## Given information

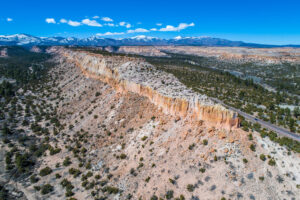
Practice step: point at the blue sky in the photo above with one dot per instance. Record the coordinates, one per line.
(261, 21)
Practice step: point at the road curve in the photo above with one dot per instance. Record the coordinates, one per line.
(280, 131)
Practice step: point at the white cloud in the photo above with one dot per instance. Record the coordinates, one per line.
(50, 20)
(106, 19)
(91, 22)
(110, 33)
(126, 24)
(181, 26)
(109, 24)
(138, 30)
(63, 21)
(74, 23)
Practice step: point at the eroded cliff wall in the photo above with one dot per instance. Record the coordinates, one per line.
(162, 89)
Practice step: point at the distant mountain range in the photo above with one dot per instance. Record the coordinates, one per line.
(29, 40)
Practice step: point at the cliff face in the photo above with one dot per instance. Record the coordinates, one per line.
(162, 89)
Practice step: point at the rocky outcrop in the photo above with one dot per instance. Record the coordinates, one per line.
(127, 74)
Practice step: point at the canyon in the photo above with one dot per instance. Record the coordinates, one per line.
(162, 89)
(132, 131)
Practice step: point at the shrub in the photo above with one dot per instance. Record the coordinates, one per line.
(34, 179)
(202, 170)
(190, 187)
(147, 179)
(45, 189)
(272, 162)
(46, 171)
(111, 190)
(215, 158)
(250, 136)
(191, 146)
(262, 157)
(172, 181)
(170, 194)
(67, 161)
(74, 172)
(144, 138)
(123, 156)
(252, 147)
(57, 176)
(154, 197)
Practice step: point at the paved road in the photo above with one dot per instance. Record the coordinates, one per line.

## Stated task
Put every line of the items above into a numbered list, skipping blank lines and leaving out the pictures.

## Result of the exercise
1. Practice step: point at the blue sky in the photo above with one dot per instance. Record the coordinates, one per line.
2. (261, 21)
3. Practice step: point at the road curve in the photo above with one dot per instance. Record the coordinates, one per line.
4. (280, 131)
5. Practice step: point at the white cloud in the photo above with one dot per instance. Record the coordinates, one per line.
6. (50, 20)
7. (106, 19)
8. (91, 22)
9. (110, 33)
10. (126, 24)
11. (181, 26)
12. (109, 24)
13. (138, 30)
14. (63, 21)
15. (74, 23)
16. Practice step: point at the eroded cliff wall in the photo above with one dot per instance. Record the coordinates, one per line.
17. (162, 89)
18. Practice step: point at the distant mountain range in the photo above with one dot per instance. Record the coordinates, one per line.
19. (29, 40)
20. Practice step: point at the cliff face in the photo above with one dot per instance. Record the coordinates, one per line.
21. (162, 89)
22. Practice step: point at the rocky outcrop in the photo above with one dot per instance. Record the coordinates, one per line.
23. (127, 74)
24. Practice step: point at the canyon in the photo above with one dot per instance. Record the coordinates, one per line.
25. (162, 89)
26. (132, 131)
27. Practice step: point at the shrub in the photo above with one dot per instance. Record the coordinates, one per line.
28. (34, 179)
29. (202, 170)
30. (190, 187)
31. (147, 179)
32. (45, 189)
33. (272, 162)
34. (46, 171)
35. (111, 190)
36. (215, 158)
37. (250, 136)
38. (191, 146)
39. (262, 157)
40. (172, 181)
41. (170, 194)
42. (67, 161)
43. (74, 172)
44. (144, 138)
45. (123, 156)
46. (252, 147)
47. (57, 176)
48. (154, 197)
49. Practice step: point at the paved road in the photo above with one dot per instance. Record the coordinates, one per line.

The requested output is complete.